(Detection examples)
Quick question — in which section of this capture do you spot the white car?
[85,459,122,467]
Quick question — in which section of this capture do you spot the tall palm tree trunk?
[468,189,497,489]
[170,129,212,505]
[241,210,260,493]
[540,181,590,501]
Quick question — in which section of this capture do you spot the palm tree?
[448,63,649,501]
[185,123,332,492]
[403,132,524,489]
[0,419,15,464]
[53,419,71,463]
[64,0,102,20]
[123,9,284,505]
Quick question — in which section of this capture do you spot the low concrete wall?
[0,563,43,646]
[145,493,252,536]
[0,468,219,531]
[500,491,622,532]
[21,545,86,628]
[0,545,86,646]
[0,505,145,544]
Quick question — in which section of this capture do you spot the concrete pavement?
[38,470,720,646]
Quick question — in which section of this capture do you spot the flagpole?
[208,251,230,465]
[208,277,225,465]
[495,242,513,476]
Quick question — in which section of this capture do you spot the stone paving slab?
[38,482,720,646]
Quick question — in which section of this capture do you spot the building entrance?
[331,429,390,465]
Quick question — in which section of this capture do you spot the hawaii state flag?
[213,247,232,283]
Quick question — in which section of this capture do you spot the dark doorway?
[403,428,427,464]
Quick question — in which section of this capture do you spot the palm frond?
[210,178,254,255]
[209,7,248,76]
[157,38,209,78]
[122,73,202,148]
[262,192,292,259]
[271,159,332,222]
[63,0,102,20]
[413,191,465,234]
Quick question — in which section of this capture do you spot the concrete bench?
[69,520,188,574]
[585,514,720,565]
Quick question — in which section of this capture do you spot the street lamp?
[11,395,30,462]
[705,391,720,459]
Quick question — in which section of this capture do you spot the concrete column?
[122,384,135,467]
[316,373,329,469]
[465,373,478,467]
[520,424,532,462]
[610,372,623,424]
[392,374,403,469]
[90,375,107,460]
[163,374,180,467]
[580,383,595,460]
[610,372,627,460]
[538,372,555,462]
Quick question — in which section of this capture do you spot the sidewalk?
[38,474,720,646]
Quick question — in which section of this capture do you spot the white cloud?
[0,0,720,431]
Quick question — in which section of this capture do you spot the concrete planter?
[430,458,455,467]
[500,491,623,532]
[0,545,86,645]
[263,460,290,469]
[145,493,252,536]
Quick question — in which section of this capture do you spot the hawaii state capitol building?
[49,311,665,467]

* _Given exercise_
Render the data from the line containing "stone paving slab?" up to and including the line containing "[705,391,720,459]" as a Markdown table with the columns Row and Line, numbering each line and leaving out blank lines.

* _Result of this exercise_
| Row | Line |
|---|---|
| 1 | Quick question — in which section of this capture do you spot the stone paving slab? |
| 2 | [38,482,720,646] |
| 3 | Quick question — in which section of this capture do you spot the building entrance? |
| 4 | [331,429,390,465] |
| 5 | Quick question — in which section of this capture do you spot the hawaii state flag? |
| 6 | [213,247,232,283] |
| 7 | Quick question — in which section of this capture do you spot the dark doorway? |
| 8 | [403,428,427,464] |
| 9 | Quick question — in which section of this capture do you spot the palm frond? |
| 10 | [210,178,254,255] |
| 11 | [209,7,248,76] |
| 12 | [157,38,209,78] |
| 13 | [122,73,202,148] |
| 14 | [262,192,292,259] |
| 15 | [271,159,332,222] |
| 16 | [63,0,102,20] |
| 17 | [413,191,465,234] |
| 18 | Quick question — in which section of this capture do you spot the concrete bench? |
| 19 | [69,520,188,574] |
| 20 | [585,514,720,565] |
| 21 | Quick question — in which section of this capture do you spot the street lamp? |
| 22 | [11,395,30,462] |
| 23 | [705,391,720,459] |